> **Aim of the exercise**: Report how many lines of the records below contain the string "tree", matching case exactly. Give only the number.

> **Data supplied**:
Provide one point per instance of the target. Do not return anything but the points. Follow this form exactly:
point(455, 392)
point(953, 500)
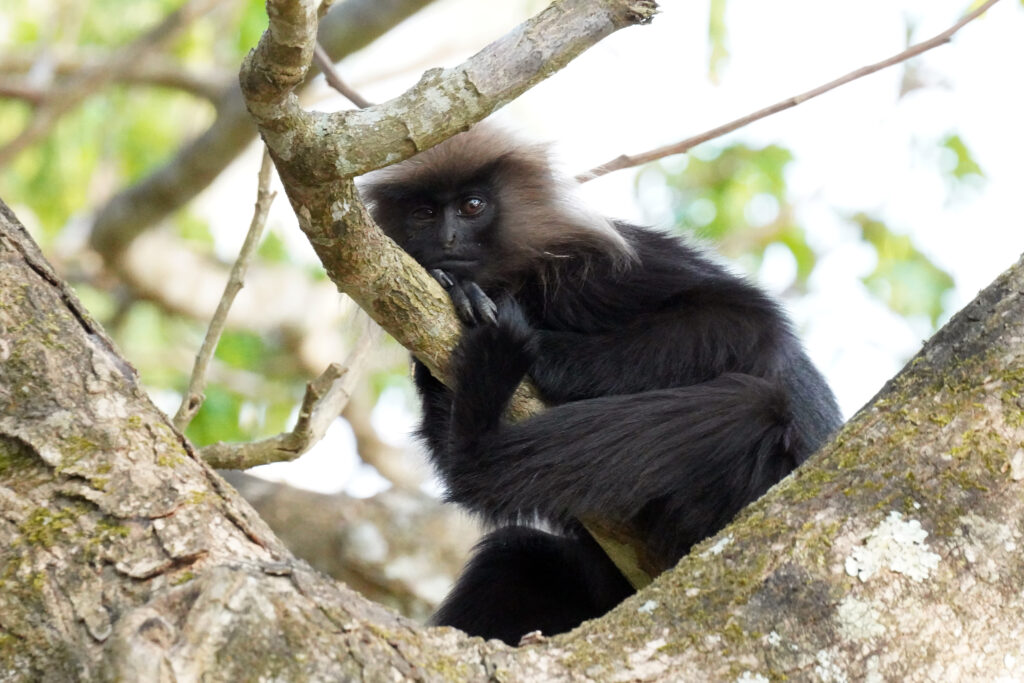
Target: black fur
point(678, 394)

...

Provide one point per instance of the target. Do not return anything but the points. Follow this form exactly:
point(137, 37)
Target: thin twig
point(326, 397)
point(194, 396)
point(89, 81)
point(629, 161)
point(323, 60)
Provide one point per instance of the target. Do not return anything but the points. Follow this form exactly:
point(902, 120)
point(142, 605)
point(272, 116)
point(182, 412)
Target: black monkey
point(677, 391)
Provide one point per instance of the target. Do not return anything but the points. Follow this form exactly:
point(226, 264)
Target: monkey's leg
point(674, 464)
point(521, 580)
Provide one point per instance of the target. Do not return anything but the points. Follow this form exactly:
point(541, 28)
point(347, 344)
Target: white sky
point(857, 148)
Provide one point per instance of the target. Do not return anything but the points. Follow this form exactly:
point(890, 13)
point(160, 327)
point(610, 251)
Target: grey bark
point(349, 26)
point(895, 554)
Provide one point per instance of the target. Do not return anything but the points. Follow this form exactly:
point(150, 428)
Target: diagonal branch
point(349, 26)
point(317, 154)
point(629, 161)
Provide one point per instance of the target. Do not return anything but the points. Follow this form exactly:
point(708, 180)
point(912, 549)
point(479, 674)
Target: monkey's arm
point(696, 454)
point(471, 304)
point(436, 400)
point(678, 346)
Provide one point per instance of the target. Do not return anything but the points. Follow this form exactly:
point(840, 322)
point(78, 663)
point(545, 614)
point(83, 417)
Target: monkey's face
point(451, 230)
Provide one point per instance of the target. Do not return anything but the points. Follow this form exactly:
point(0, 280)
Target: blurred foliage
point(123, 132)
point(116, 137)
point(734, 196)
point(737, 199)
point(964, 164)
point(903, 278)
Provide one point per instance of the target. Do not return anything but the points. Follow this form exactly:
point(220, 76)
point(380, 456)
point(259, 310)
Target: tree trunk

--

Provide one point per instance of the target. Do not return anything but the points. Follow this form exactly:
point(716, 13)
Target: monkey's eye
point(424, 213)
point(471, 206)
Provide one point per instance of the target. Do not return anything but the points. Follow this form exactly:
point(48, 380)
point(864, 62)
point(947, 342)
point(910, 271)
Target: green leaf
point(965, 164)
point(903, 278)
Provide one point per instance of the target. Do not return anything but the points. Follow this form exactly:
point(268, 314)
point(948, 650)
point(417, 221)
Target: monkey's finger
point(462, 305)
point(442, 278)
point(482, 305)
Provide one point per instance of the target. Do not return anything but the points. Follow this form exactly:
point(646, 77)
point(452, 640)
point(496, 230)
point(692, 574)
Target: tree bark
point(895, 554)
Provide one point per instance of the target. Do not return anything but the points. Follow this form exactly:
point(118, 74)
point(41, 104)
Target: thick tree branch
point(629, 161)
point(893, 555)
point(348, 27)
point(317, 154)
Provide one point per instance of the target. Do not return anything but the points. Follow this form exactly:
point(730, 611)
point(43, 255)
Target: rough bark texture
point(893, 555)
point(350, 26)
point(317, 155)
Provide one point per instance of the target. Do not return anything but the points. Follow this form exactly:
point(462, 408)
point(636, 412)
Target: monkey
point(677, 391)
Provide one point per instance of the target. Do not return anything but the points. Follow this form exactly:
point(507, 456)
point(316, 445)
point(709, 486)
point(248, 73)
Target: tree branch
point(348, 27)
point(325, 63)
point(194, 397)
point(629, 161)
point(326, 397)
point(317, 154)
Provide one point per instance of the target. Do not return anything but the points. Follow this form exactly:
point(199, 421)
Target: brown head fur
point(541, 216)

> **Completed task**: 4